▸ **Task statement**
Reproduce word for word the stretch of the InternetQ discussion below from "Refs that don't" through "of the company.".

Refs that don't mention InternetQ[edit]

NatGertler, just removed a bunch of refs which do not mention InternetQ. While I understand that, these references were valid. They were all about InterentQ's Polish subsidiaries Mobile Dialogue and Akazoo. Just because a company hides behind a subsidiary does not make that subsidiary any less part of the company.

Tim.thelion (talk) 07:42, 27 March 2014 (UTC)

Furthermore, your claim here: that the references do not mention InternetQ is not correct. The Gazeta article pretty clearly states that Mobile Dialogue is a subsidiary of InternetQ. (Not sure how clear this is when read via google transate...) Tim.thelion (talk) 07:52, 27 March 2014 (UTC)
If you search the internet for ""Akazoo" forum" or ""Mobile Dialogue" forum" (no results in the first page, but they are there) you will see many forum posts that paint a very clear picture of this company, but obviously none of those are admissible here. I have been trying my best to find valid sources for this stuff, which really isn't easy, but I don't want to let this company get away with having a "normal" looking wikipage just because calling them a scam is impolite. Tim.thelion (talk) 08:04, 27 March 2014 (UTC)
Calling it a scam is more than impolite. We know that we have editors here with a conflict of interest who want to present the article in the best light they can. We don't respond to that by skewing the article in the opposite direction. This should be a neutral encyclopedia article, which doesn't cast judgments, but merely presents the facts that we can verify about the company, and let the reader form their own opinion. We don't call a company "good" or "bad", or call a company a big scam the way an opinion piece would. We can state that a company was sued for violations, and what facts were presented in the course of the lawsuit, and we can include allegations of negative behavior made by reliable sources. The article is definitely looking more balanced now than it did yesterday at least.

▸ **Data listing**
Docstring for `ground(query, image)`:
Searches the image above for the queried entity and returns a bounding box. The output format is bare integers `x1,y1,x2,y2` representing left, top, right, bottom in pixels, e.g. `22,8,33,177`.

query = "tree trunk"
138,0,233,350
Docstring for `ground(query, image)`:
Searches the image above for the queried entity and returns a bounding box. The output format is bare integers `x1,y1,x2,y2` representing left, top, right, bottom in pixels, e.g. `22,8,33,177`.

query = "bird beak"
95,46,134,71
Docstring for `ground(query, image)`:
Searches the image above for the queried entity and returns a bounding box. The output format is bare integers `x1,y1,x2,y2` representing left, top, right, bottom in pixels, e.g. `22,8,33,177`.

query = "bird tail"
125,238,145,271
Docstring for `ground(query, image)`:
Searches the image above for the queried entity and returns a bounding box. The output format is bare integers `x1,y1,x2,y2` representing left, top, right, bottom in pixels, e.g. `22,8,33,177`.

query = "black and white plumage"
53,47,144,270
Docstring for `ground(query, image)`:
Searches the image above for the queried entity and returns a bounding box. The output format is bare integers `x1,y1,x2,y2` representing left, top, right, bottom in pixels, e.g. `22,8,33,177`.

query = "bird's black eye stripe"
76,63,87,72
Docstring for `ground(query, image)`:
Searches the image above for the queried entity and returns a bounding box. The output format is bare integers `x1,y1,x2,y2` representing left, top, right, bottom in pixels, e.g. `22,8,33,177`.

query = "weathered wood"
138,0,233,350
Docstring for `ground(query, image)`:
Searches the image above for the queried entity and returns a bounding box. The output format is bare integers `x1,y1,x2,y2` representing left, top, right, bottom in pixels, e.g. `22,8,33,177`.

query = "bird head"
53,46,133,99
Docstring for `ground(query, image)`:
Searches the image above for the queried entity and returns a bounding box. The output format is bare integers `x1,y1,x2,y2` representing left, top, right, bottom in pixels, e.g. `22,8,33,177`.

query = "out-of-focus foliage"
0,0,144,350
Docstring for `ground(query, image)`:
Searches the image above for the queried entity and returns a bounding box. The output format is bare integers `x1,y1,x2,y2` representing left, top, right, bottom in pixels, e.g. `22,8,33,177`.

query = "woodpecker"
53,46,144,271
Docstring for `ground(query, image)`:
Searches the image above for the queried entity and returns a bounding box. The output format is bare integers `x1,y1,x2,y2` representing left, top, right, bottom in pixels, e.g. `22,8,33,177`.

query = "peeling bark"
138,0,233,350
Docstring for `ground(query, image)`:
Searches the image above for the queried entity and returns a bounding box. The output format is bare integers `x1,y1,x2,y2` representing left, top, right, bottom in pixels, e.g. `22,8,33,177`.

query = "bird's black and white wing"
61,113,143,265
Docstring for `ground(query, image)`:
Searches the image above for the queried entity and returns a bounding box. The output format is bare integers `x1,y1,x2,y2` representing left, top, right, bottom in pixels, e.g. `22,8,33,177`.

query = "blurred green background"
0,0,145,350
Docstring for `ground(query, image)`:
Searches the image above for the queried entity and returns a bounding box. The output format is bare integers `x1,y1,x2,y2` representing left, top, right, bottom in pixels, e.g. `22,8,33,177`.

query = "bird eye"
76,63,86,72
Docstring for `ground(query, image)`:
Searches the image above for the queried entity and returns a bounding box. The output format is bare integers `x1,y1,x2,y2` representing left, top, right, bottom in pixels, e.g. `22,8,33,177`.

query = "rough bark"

▸ **Response to the task**
Refs that don't mention InternetQ[edit]

NatGertler, just removed a bunch of refs which do not mention InternetQ. While I understand that, these references were valid. They were all about InterentQ's Polish subsidiaries Mobile Dialogue and Akazoo. Just because a company hides behind a subsidiary does not make that subsidiary any less part of the company.